=== EXCERTO FORNECIDO ===
----

Resultado dessa conturbada reunião, Chapo, que será o quinto Presidente do País fundado por Samora Machel, terá pela frente a difícil tarefa de reorganizar o partido saído de umas eleições que derrotaram e fragilizaram a posição do ainda líder da FRELIMO, Filipe Nyusi.

Governador da província de Inhambane, eleito por sufrágio directo e universal em 2019, Chapo foi a escolha do CC da FRELIMO para as presidenciais, vencendo o preferido de Filipe Nyusi, o até então secretário-geral do partido, Roque Silva, um político arrogante e populista contestado e rejeitado internamente e na sociedade, em geral.

A confusão instalou-se quando o CC se recusou a votar uma lista contendo apenas três nomes, nomeadamente Roque Silva, Damião José, membro da Comissão Política, e Daniel Chapo, do Comité Central, que Nyusi apresentou em nome da Comissão Política, em que o secretário-geral era o primeiro e principal dos candidatos.

----

=== EXCERTO DE DADOS ===

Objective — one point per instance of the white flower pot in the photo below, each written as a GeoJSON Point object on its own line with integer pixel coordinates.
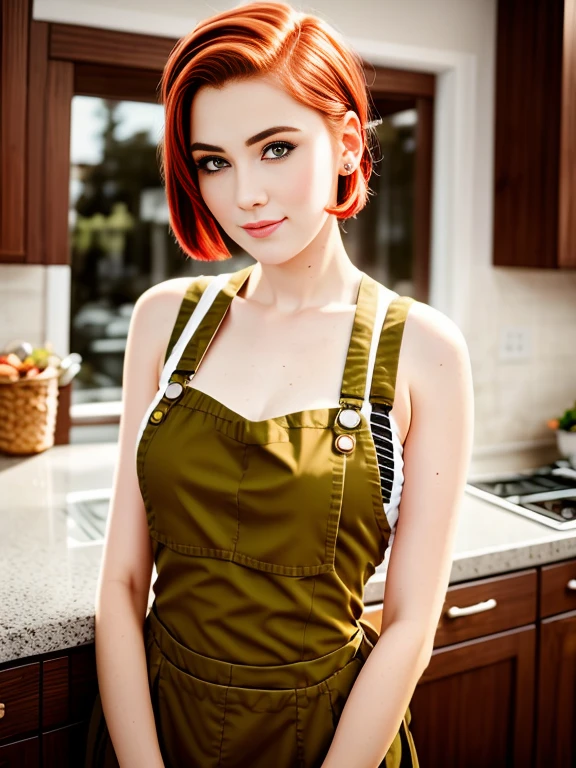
{"type": "Point", "coordinates": [566, 442]}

----

=== PEDIDO 1 ===
As afirmações seguintes estão de acordo com o texto sobre Chapo? Responda sim ou não a cada uma, citando literalmente as palavras do texto que o decidem.
(a) Chapo foi eleito governador da província de Inhambane em 2019.
(b) Roque Silva era o candidato preferido de Filipe Nyusi.
(c) A lista apresentada por Nyusi continha cinco nomes.
=== PEDIDO 2 ===
Segundo o texto sobre Chapo, em nome de que órgão Nyusi apresentou a lista de candidatos?
=== PEDIDO 3 ===
Dê seguimento ao texto sobre Chapo a partir da última frase apresentada.
O material não tem qualquer papel aqui.

=== RESPOSTA ESCRITA 1 ===
(a) Sim: "Governador da província de Inhambane, eleito por sufrágio directo e universal em 2019".
(b) Sim: "vencendo o preferido de Filipe Nyusi, o até então secretário-geral do partido, Roque Silva".
(c) Não: "uma lista contendo apenas três nomes".

=== RESPOSTA ESCRITA 2 ===
Em nome da Comissão Política.

=== RESPOSTA ESCRITA 3 ===
O Comité Central recusou a lista com apenas os três citados e exigiu a inclusão de outros nomes. De seguida, gerou-se um "braço de ferro" entre o CC e Nyusi, que insistia na defesa da sua proposta.

A escolha, sem um critério definido a priori e contra os critérios usados antes, inclusive aquando da eleição de Nyusi que concorrera com outros pesos pesados do partido como Luísa Diogo, antiga primeira-ministra, resultou em confusão, arrastando por três longos dias um processo inicialmente marcado para poucas horas.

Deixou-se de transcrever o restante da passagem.